Friday, November 4, 2011

The Hope That Springs Eternal


Yesterday during my afternoon nap I had a dream about younger days in my life. The setting was San Francisco, the financial district where I worked for The Standard Oil Company as a young woman. I don't remember a lot of the particulars of the dream but I do remember what I was wearing. Is that not so typically female?

I was wearing this cute little, sassy yellow and white dress and heels. 3 inch heels! I remember I use to that dress and it was always the one I would choose when I had something special to do or a fun place to go and I just wanted to feel and look my best. In the dream I could feel my youth, energy and vitality and how enjoyable it was to be young. I remembered what it was like to walk around all day in those heels and not be in pain. I remembered what it felt like to have the world by the tail~my own little oyster just ready and waiting to be experienced.

When I awakened from my dream my first thoughts were of fondly reminiscing and complete enjoyment. Oddly though, right after that I was filled with this longing for it and sorrow that it was gone forever. I have never been one to want to "go back" to any period in my life and relive it, but for those few moments, I would have considered it had I been given the option. I really felt an anguish for those days gone by. That sassy little dress and the three inch heels and the occasional turning of a head...are things of the distant past... and I felt it. I really felt it, not just thought about it.

When I became more fully awake and alert, I realized that trading experience and hopefully, wisdom for those things and sensible shoes was a good thing. But still, in the back of my mind, I felt a little need to mourn.

Fast forward to this morning when Jim and I woke up and briefly discussed our aches and pains of the day. His wrist was hurting my shoulder and elbow were sore..you know the scenario if you are around our age. I was feeling a little disgruntled about the total plan, to tell you the honest truth. All the experience and hopefully, wisdom was no consolation at that point in my day.

## Records shown

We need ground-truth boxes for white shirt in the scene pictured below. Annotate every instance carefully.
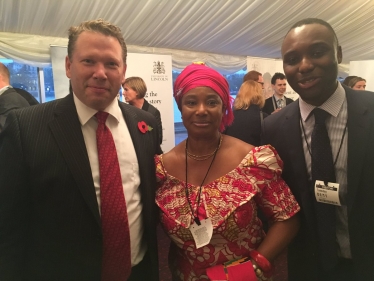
[0,85,13,96]
[74,94,147,266]
[299,82,352,258]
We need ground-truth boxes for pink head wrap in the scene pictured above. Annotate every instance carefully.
[174,64,234,132]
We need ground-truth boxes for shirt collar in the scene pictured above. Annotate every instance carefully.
[73,94,122,126]
[299,82,345,122]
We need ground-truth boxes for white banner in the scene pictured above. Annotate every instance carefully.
[349,60,374,92]
[126,53,175,152]
[247,57,299,100]
[50,46,175,152]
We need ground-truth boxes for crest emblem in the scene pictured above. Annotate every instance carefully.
[153,61,165,74]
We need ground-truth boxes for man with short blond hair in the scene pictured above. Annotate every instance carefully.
[0,63,30,132]
[262,72,293,115]
[0,20,161,281]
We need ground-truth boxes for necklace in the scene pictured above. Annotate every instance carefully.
[185,134,223,161]
[185,135,222,225]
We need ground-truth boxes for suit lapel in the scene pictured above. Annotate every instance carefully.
[49,94,101,226]
[119,102,150,202]
[345,88,372,213]
[281,101,314,229]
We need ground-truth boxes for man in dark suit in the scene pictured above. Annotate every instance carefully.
[262,72,293,115]
[262,18,374,281]
[0,20,160,281]
[0,63,30,132]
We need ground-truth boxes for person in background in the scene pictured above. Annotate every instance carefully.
[122,77,162,144]
[343,76,357,87]
[262,72,293,115]
[155,64,299,281]
[225,80,268,146]
[13,87,39,105]
[0,63,30,132]
[243,70,264,89]
[262,18,374,281]
[348,77,366,91]
[0,19,161,281]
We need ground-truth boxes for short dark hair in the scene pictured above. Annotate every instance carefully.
[348,76,366,88]
[271,72,286,85]
[286,18,339,46]
[243,70,262,82]
[343,75,357,86]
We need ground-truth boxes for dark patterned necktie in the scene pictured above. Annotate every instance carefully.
[95,111,131,281]
[311,108,338,270]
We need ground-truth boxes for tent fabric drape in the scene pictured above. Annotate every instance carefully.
[0,32,247,74]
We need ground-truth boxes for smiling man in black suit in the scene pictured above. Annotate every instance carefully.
[0,20,161,281]
[262,18,374,281]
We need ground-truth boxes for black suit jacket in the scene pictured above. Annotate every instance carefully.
[225,104,268,146]
[262,95,293,115]
[262,87,374,281]
[142,99,162,144]
[0,88,30,132]
[0,94,160,281]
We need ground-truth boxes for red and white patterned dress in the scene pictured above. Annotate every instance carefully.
[155,146,300,281]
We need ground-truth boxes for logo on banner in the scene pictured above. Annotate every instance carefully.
[151,61,169,81]
[153,61,165,74]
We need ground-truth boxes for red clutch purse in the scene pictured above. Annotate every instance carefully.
[206,257,257,281]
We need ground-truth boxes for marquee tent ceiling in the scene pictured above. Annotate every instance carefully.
[0,0,374,63]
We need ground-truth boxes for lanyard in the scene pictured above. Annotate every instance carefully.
[185,138,221,225]
[300,116,348,167]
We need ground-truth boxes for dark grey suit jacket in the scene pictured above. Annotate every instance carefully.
[0,88,30,132]
[0,94,160,281]
[262,86,374,281]
[262,95,293,115]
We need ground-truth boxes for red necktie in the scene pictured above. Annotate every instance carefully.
[95,111,131,281]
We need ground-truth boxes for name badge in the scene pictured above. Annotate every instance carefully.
[314,181,341,206]
[190,218,213,249]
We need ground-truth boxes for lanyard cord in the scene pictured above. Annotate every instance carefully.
[300,116,348,167]
[185,138,221,225]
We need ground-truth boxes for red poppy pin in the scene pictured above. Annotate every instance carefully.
[138,121,153,134]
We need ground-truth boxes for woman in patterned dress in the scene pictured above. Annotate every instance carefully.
[155,64,299,281]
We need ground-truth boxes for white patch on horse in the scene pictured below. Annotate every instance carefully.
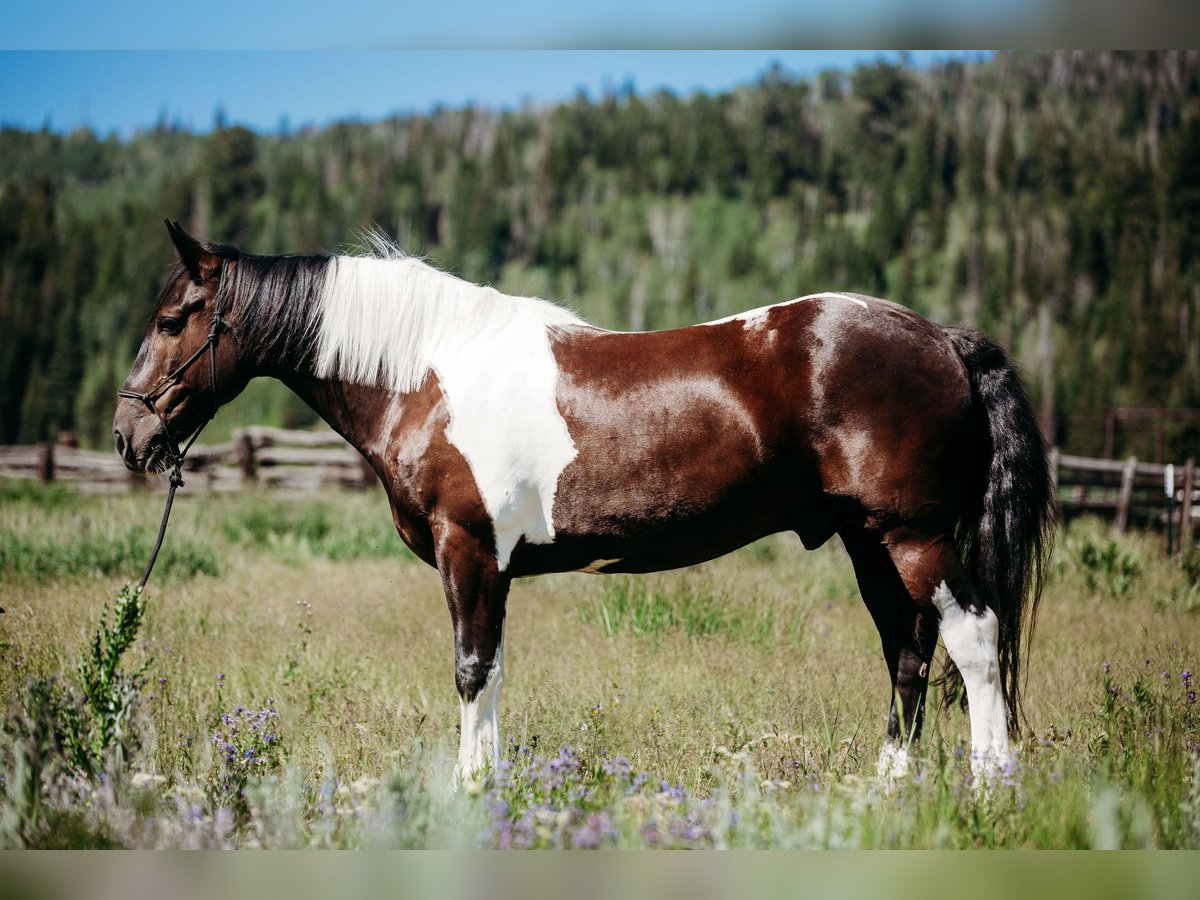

## Aim
Answer these questions from the dream post:
1. For which company did the writer work as a young woman?
2. What colors was the dress in the dream?
3. On the morning described, what hurt Jim, and what hurt the writer?
The lines above are separate from the dream post and unrelated to it.

## Final answer
1. The Standard Oil Company, in San Francisco's financial district.
2. Yellow and white.
3. Jim's wrist hurt, and the writer's shoulder and elbow were sore.